The problem
Please continue the post on the top news stories of 2019, starting right after its final sentence.

2020-01-04: 365 dots in 2019 - top news stories of 2019

Fig. 1 (Click on image to expand) 365 dots in 2019 - News stories for 365 days in 2019. Each dot represents the average degree of the Giant Connected Component (GCC) with the largest average degree across all the 144 story graphs for a given day. The x-axis represents time, the y-axis represents the average degree of the GCC.
In March 2019 I published "365 dots in 2018" where I presented the top stories for each day in 2018 according to StoryGraph. Now that 2019 is over, it is natural to ask what were the top news stories of 2019? News organizations will often publish "the year's top stories" or "year in review" (e.g., CNN, CBS, FoxNews), but the selection criteria is not always made explicit. The closest to a selection criteria I have seen from news organizations is the presentation of their top most viewed (or most popular) news stories. But this criteria is not accessible to ordinary users who cannot access the private traffic statistics of news articles. As I mentioned previously, we consider specifying the selection criteria important for two reasons. First, an explanation or presentation of the criteria opens the criteria to critique and helps alleviate concerns of bias. Second, the criteria is inherently valuable because it could be reused and reapplied on a different collection. For example, one could apply the process to find out the top news stories in a different country.

Provided data
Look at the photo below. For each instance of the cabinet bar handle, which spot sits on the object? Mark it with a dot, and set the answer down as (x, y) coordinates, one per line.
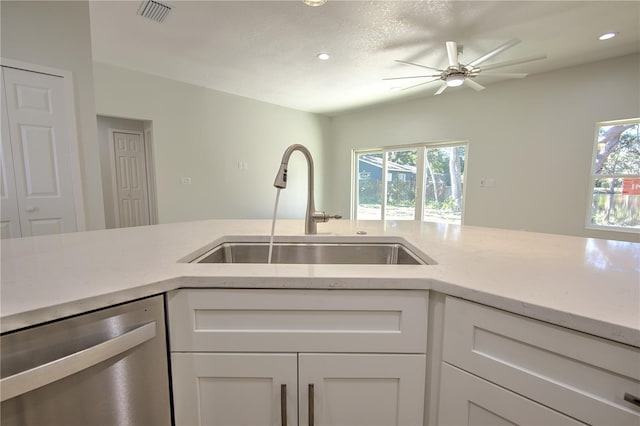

The reply
StoryGraph's criteria for a "top story" is a high average degree of a connected component generated by computing the similarity between entities by processing news articles extracted from the RSS feeds of 17 US news sources across the partisanship spectrum (left, center, and right). The code is available and the algorithm is described elsewhere. But essentially, the more various news organizations use the same entities (e.g., people, locations, organizations) in their reporting, the more important the story. A graph is constructed with the nodes as news articles represented by the entities extracted from the news articles, and the edge between the news articles represents a high degree of similarity between the news articles. A connected component represents a news story (e.g., Mueller Report), and the average degree of the graph's connected components (GCC avg. deg.) is the attention score.

The top news stories of 2019
The table below shows that the top 10 news stories (extracted from Fig. 1) of 2019 were clustered around three primary stories:

  1. The Mueller Report (Ranks 1st, 4th, 6th, and 8th),
  2. The impeachment inquiry against President Trump (Ranks 2nd and 3rd), and 
  3. The 2019 Democratic debates (Ranks 5th, and 7th).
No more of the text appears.